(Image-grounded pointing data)
========
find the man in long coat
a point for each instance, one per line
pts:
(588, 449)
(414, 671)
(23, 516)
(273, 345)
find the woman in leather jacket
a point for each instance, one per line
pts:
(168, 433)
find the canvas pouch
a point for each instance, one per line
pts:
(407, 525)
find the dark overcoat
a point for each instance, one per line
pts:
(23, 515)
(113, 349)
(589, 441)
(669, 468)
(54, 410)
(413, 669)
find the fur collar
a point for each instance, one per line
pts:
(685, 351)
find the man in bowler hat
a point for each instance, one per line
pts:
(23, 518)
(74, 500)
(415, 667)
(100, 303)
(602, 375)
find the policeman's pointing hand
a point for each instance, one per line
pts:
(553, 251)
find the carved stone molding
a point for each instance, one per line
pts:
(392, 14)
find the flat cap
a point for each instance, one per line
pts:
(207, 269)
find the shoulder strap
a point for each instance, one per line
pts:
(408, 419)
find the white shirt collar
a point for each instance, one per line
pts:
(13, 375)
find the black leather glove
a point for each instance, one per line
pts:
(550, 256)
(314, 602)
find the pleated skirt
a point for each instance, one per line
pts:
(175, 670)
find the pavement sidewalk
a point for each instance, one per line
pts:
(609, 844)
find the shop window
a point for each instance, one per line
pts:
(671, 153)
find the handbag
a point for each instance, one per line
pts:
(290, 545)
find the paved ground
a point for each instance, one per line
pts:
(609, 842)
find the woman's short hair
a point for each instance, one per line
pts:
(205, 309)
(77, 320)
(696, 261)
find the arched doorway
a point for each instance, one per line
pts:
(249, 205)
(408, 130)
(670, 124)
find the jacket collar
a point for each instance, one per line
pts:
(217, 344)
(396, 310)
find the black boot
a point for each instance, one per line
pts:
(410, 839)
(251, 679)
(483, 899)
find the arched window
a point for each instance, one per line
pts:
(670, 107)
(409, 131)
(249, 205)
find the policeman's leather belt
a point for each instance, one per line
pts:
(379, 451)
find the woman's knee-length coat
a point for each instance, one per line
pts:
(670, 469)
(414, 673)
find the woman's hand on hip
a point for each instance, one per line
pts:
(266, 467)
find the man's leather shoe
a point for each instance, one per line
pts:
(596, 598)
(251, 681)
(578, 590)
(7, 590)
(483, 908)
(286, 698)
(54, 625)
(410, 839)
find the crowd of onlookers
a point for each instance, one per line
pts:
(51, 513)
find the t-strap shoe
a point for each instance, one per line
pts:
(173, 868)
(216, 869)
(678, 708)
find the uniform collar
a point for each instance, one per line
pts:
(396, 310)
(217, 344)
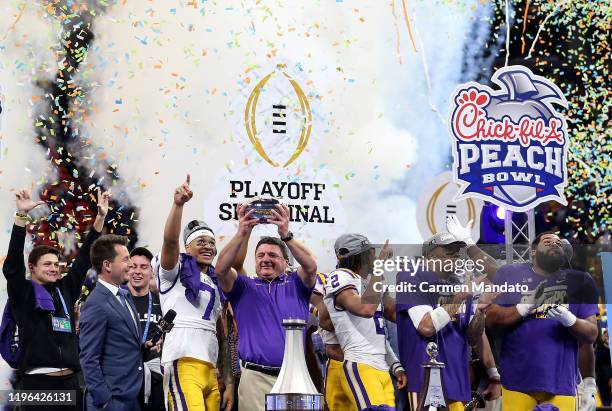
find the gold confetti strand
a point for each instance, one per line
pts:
(397, 37)
(527, 2)
(535, 40)
(12, 26)
(405, 11)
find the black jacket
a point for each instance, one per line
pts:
(40, 345)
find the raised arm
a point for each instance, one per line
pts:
(229, 253)
(14, 267)
(238, 264)
(172, 230)
(308, 265)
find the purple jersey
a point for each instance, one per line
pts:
(260, 306)
(540, 354)
(451, 340)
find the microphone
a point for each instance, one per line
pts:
(163, 326)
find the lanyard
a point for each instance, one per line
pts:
(146, 331)
(63, 303)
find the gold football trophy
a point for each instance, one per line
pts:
(294, 389)
(432, 393)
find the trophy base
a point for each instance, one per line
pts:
(294, 402)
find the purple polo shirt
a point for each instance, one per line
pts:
(260, 306)
(538, 353)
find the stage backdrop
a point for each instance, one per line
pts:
(338, 107)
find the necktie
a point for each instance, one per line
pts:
(121, 294)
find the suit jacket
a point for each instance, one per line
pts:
(110, 351)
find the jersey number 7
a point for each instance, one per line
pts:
(211, 302)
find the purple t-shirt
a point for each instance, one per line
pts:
(260, 306)
(451, 340)
(540, 354)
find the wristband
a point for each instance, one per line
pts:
(439, 318)
(397, 367)
(524, 309)
(493, 373)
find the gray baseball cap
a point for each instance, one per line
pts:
(351, 244)
(440, 239)
(195, 229)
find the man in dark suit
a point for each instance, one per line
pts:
(111, 356)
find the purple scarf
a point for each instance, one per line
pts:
(545, 407)
(10, 349)
(190, 276)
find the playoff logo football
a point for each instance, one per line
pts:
(278, 119)
(510, 145)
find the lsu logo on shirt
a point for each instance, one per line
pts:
(510, 145)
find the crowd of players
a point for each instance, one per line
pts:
(226, 346)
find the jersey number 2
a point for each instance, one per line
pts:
(379, 322)
(211, 302)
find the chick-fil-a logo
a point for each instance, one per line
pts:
(510, 145)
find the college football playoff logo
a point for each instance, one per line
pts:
(277, 114)
(510, 145)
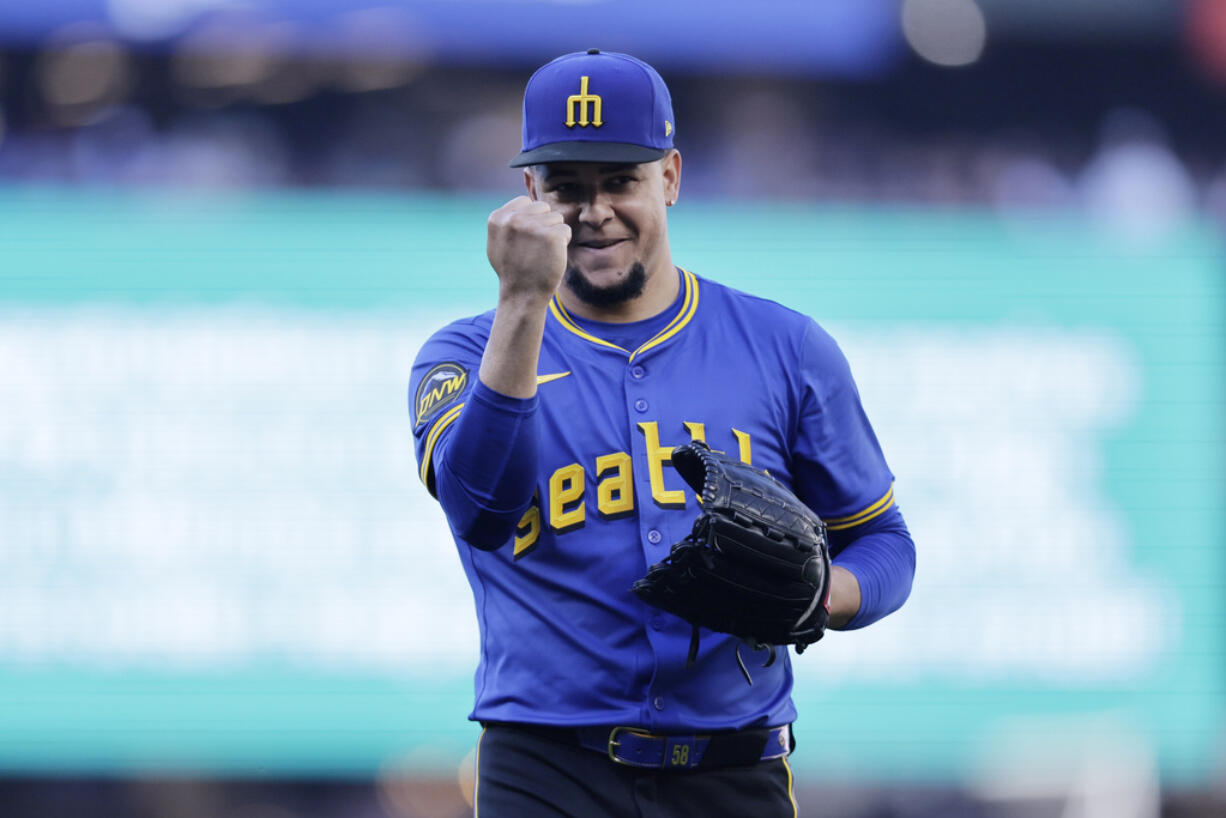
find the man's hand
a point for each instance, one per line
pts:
(527, 248)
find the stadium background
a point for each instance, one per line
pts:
(226, 227)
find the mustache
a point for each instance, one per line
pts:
(629, 288)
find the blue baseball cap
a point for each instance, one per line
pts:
(596, 106)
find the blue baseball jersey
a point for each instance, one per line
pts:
(564, 642)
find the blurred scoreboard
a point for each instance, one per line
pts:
(215, 553)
========
Without any pictures, return the entries exactly as given.

find the man in long coat
a point for each instance, one per line
pts:
(588, 449)
(414, 671)
(23, 516)
(273, 345)
find the woman in leather jacket
a point for each instance, one per line
pts:
(168, 433)
find the canvas pouch
a point for each instance, one per line
pts:
(407, 525)
find the dark overcoat
a point for each instance, one per line
pts:
(23, 515)
(113, 349)
(589, 441)
(669, 468)
(54, 410)
(413, 669)
find the fur collar
a point for each instance, one per line
pts:
(685, 351)
find the man in bowler hat
a point for each instance, one per line
pts:
(23, 518)
(74, 500)
(415, 667)
(100, 303)
(602, 375)
find the policeman's pointing hand
a point for each instance, one per line
pts:
(553, 251)
find the carved stone molding
a point for each instance, one per line
pts:
(392, 14)
find the flat cap
a point for each instance, one per line
pts:
(207, 269)
find the shoulder strap
a point for each instance, one per line
pts:
(408, 419)
find the white shirt collar
a point for each instance, one per line
pts:
(13, 375)
find the black leather glove
a point for each instance, one per line
pts:
(550, 256)
(314, 602)
find the pleated skirt
a point for each instance, one per line
pts:
(175, 670)
find the pavement sidewalk
a point for each instance, one per line
pts:
(609, 844)
find the shop window
a point for each instance, one per line
pts:
(671, 153)
find the handbag
a point for each instance, one per line
pts:
(290, 545)
find the paved ground
a point for each instance, one per line
pts:
(609, 842)
find the woman's short hair
a point for each instance, one per line
pts:
(205, 309)
(77, 320)
(696, 261)
find the arched doorway
a point for each instance, one per line
pts:
(249, 205)
(408, 130)
(670, 124)
find the jacket collar
a point for each instance, one per line
pts:
(217, 344)
(396, 310)
find the black boot
a point for each instance, one per line
pts:
(410, 839)
(251, 679)
(483, 899)
find the arched window
a point for each instance, one per line
pts:
(670, 107)
(409, 131)
(249, 205)
find the policeman's leather belt
a point for each instance, one per line
pts:
(379, 451)
find the woman's knee-length coat
a point for each instance, one per line
pts:
(670, 469)
(414, 673)
find the woman's hand on hip
a point for each instance, one per line
pts:
(266, 467)
find the man's leather shoe
a point for each instance, one per line
pts:
(596, 598)
(251, 681)
(578, 590)
(7, 590)
(483, 908)
(286, 698)
(54, 625)
(410, 839)
find the crowd of onlookers
a point for each instance, one per line
pts:
(51, 513)
find the t-strap shoe
a point for each instance, one per line
pts:
(173, 868)
(216, 869)
(678, 708)
find the uniform collar
a point for each instance, one per line
pts:
(396, 310)
(217, 344)
find the gold confetti strand
a point for each instance, one per line
pts:
(397, 37)
(527, 2)
(535, 40)
(12, 26)
(405, 11)
find the black jacket
a point for each instance, one per line
pts:
(40, 345)
find the raised arm
a point for each instance, one per line
pts:
(229, 253)
(14, 267)
(238, 264)
(172, 230)
(308, 265)
find the purple jersey
a point for each instance, one per line
pts:
(260, 306)
(540, 354)
(451, 340)
find the microphone
a point for each instance, one per line
pts:
(163, 326)
find the lanyard
a point for each instance, one per line
pts:
(146, 331)
(63, 303)
find the gold football trophy
a point for each instance, one per line
pts:
(294, 389)
(432, 393)
find the trophy base
a point for each instance, one per line
pts:
(294, 402)
find the purple polo shirt
a point for each instance, one per line
pts:
(260, 306)
(538, 353)
find the stage backdrop
a point for each instance, one per line
pts:
(338, 107)
find the necktie
a point for each instance, one per line
pts:
(121, 294)
find the suit jacket
a point for each instance, one per line
pts:
(110, 351)
find the jersey number 7
a point for each instance, one per line
pts:
(211, 302)
find the purple t-shirt
a point for each instance, one per line
pts:
(260, 306)
(451, 340)
(540, 354)
find the wristband
a point for each instance, one per line
pts:
(439, 318)
(397, 367)
(524, 309)
(493, 373)
find the gray baseball cap
a point for each instance, one per line
pts:
(351, 244)
(440, 239)
(195, 229)
find the man in dark suit
a point for each instance, one per line
pts:
(111, 356)
find the purple scarf
a point for each instance, one per line
pts:
(545, 407)
(10, 349)
(190, 276)
find the playoff logo football
a point for each instance, one per line
pts:
(278, 119)
(510, 145)
find the lsu logo on shirt
a point for each instance, one per line
pts:
(510, 145)
find the crowd of players
a point for each instance, one per line
pts:
(226, 346)
find the jersey number 2
a point for each instance, one per line
pts:
(379, 322)
(211, 302)
find the chick-fil-a logo
a point for each instance, one per line
pts:
(510, 145)
find the college football playoff logo
a point for each instance, one per line
pts:
(277, 114)
(510, 145)
find the man's hand
a point for each instance, one per line
pts:
(527, 248)
find the stadium background
a point for each instance, one per line
pts:
(226, 227)
find the mustache
a point for each instance, one per line
pts:
(629, 288)
find the blue baseball cap
a point for each instance, one per line
pts:
(596, 106)
find the blue baseball jersey
a point for each instance, one per line
pts:
(564, 642)
find the blurred scoreboard
a point for each instance, one per line
pts:
(215, 553)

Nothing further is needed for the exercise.